ABOUT THIS EXERCISE:
Take the lines below from the first through the one that contains "column 430, row 228" and copy them exactly.

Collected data
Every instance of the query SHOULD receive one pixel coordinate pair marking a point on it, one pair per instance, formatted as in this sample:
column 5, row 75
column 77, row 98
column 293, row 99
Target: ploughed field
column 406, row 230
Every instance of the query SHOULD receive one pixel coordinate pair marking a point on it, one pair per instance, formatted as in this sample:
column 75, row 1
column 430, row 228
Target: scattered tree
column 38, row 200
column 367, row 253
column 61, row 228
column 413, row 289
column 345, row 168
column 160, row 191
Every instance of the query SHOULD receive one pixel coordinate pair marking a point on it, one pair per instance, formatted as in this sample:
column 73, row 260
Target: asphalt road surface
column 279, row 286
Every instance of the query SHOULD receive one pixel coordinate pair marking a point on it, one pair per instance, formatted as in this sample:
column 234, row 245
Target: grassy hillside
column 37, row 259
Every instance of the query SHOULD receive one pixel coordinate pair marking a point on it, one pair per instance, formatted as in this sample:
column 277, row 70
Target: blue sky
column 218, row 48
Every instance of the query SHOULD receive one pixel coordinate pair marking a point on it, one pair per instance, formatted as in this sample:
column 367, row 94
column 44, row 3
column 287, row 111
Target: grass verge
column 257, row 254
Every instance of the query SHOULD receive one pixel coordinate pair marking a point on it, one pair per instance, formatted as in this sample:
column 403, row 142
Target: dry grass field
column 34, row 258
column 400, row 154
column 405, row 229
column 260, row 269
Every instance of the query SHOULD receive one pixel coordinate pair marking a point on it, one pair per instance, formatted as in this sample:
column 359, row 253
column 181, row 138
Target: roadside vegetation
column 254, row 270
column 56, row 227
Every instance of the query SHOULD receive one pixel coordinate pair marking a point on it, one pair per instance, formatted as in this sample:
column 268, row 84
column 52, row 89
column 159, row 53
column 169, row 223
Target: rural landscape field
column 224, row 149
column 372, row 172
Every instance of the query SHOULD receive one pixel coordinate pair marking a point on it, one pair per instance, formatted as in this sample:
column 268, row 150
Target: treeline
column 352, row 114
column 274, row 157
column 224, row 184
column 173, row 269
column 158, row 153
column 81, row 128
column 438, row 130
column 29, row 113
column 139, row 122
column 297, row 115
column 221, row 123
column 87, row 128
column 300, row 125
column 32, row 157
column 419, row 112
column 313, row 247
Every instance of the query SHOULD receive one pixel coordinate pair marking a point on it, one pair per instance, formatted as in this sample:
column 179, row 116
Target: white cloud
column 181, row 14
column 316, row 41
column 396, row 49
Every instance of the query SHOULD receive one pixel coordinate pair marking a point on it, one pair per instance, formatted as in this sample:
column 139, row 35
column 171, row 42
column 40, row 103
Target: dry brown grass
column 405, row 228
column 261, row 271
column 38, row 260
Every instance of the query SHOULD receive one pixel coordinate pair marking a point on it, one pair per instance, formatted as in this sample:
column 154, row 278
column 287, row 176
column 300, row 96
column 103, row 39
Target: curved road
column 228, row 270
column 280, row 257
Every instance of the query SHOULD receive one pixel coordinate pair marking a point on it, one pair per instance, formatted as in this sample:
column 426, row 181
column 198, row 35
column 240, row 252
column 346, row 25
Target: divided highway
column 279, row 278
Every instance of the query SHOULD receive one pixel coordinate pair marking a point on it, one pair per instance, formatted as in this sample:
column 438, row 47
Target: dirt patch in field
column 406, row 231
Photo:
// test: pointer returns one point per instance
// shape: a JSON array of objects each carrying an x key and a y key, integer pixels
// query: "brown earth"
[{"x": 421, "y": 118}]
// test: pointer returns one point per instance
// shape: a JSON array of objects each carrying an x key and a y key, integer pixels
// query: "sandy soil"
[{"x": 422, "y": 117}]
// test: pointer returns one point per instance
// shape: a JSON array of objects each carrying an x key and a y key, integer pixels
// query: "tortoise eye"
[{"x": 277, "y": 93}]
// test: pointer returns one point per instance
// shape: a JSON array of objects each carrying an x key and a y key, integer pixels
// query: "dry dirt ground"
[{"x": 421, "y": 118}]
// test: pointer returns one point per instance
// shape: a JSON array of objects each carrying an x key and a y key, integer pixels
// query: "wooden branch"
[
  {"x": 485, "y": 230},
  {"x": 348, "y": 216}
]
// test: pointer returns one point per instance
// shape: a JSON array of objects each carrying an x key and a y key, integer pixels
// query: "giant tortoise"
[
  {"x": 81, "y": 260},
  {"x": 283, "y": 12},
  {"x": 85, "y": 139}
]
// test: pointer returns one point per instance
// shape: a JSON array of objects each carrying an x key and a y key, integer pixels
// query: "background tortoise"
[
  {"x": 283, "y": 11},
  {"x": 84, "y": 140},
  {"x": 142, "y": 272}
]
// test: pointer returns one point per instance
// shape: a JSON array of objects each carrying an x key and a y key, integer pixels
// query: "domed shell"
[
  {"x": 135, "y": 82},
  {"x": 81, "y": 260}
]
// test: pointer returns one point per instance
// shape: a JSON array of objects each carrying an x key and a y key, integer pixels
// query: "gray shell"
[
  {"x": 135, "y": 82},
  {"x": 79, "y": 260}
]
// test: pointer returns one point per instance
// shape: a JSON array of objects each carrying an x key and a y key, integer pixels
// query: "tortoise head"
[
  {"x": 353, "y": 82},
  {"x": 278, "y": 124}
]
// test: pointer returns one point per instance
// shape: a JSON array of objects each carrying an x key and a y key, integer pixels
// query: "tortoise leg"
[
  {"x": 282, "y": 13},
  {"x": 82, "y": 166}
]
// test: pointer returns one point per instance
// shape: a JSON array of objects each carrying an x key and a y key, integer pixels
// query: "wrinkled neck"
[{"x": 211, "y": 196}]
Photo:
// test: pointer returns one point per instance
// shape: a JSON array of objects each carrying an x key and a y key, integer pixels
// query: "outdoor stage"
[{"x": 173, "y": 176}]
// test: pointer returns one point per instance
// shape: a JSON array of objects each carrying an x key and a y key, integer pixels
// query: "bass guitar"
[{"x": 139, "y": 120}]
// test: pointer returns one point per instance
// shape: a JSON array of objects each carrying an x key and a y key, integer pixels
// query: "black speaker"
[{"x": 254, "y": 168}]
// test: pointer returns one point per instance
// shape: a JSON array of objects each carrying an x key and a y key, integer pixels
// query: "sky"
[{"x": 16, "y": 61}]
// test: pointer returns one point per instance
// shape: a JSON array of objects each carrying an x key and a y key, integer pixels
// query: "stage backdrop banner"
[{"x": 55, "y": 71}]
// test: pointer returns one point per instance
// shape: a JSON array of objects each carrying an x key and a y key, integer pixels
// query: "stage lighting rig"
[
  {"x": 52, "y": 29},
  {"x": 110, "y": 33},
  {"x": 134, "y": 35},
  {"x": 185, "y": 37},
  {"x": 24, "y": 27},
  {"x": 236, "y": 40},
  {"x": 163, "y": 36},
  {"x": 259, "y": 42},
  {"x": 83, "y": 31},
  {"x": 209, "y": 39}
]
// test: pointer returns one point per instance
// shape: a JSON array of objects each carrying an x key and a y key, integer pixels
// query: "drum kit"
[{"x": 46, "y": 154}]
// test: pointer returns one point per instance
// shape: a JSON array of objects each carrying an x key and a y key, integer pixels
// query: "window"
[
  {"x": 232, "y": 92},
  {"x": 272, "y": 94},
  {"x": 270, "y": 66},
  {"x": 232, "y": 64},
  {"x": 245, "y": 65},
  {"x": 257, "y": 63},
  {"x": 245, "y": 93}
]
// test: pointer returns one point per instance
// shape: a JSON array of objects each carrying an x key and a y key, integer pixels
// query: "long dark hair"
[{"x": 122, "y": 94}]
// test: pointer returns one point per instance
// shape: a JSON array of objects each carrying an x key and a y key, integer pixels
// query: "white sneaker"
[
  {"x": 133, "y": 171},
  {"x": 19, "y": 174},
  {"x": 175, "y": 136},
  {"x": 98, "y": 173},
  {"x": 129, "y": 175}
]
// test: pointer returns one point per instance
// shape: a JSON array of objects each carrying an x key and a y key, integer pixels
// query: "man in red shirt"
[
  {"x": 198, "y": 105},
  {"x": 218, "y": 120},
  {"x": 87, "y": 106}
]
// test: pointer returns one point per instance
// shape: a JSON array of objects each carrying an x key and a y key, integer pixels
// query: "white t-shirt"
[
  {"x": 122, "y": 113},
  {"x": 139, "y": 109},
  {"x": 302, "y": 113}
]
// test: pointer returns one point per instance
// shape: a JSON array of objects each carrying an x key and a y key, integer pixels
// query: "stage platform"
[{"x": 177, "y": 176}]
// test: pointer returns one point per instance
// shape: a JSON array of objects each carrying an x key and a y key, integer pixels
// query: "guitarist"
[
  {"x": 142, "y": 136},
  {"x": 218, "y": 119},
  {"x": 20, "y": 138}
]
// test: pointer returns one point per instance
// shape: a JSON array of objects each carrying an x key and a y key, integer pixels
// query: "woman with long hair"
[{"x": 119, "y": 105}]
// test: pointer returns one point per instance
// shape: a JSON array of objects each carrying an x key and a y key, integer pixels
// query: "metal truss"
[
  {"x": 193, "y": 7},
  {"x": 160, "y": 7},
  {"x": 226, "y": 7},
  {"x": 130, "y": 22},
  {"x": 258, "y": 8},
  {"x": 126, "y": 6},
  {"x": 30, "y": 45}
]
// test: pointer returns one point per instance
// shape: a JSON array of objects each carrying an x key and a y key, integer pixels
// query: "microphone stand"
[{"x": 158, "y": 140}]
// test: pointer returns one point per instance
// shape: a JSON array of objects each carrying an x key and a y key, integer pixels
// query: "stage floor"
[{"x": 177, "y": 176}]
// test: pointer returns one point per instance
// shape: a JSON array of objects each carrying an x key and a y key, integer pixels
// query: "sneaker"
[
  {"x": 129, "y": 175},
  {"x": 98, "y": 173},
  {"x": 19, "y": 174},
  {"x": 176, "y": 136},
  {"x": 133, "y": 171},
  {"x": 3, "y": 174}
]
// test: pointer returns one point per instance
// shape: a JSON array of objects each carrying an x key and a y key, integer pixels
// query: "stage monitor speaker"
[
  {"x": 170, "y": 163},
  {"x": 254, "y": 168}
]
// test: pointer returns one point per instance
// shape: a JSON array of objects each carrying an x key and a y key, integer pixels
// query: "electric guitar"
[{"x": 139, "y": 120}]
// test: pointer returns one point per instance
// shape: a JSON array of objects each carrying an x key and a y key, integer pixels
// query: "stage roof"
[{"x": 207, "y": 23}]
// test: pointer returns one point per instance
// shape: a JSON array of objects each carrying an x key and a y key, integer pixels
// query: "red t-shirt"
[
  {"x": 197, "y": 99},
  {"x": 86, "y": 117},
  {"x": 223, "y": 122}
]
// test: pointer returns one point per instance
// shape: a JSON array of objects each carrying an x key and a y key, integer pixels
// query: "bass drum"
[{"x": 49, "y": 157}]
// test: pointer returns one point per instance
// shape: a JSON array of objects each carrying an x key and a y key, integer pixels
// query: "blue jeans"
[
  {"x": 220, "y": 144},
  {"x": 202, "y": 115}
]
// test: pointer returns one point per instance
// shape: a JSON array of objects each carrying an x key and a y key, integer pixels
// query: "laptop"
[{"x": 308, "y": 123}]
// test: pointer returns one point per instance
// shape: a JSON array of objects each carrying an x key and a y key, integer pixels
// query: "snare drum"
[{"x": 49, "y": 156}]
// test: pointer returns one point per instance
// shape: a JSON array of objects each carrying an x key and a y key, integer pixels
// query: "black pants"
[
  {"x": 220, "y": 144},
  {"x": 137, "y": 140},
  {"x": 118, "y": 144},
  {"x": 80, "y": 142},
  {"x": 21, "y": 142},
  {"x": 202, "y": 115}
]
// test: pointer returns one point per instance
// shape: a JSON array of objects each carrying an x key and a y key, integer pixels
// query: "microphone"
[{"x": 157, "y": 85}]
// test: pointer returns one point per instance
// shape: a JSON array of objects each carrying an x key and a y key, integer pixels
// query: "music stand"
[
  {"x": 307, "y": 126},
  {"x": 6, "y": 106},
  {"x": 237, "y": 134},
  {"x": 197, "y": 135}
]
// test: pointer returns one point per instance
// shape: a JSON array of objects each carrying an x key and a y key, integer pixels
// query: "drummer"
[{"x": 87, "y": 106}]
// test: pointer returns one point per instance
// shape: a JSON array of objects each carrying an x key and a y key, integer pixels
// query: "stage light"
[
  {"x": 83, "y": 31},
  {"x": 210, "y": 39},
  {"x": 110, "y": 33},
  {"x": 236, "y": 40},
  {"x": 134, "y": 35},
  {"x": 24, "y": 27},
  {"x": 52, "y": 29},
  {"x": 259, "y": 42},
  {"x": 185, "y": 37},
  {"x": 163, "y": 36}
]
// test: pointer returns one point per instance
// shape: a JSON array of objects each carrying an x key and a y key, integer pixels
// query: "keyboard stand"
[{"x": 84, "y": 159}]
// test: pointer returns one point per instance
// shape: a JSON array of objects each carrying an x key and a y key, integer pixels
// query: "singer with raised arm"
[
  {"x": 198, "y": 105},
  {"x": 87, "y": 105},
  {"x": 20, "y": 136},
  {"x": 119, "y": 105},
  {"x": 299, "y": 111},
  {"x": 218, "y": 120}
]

TASK ANSWER:
Every instance of the query SHOULD receive one pixel coordinate pair marking a point on it, one pair per instance, formatted as in this sample:
column 5, row 75
column 77, row 98
column 293, row 99
Target: ploughed field
column 406, row 230
Every instance of the query SHOULD receive one pixel coordinate pair marking a point on it, one pair per instance, formatted as in this sample:
column 75, row 1
column 430, row 228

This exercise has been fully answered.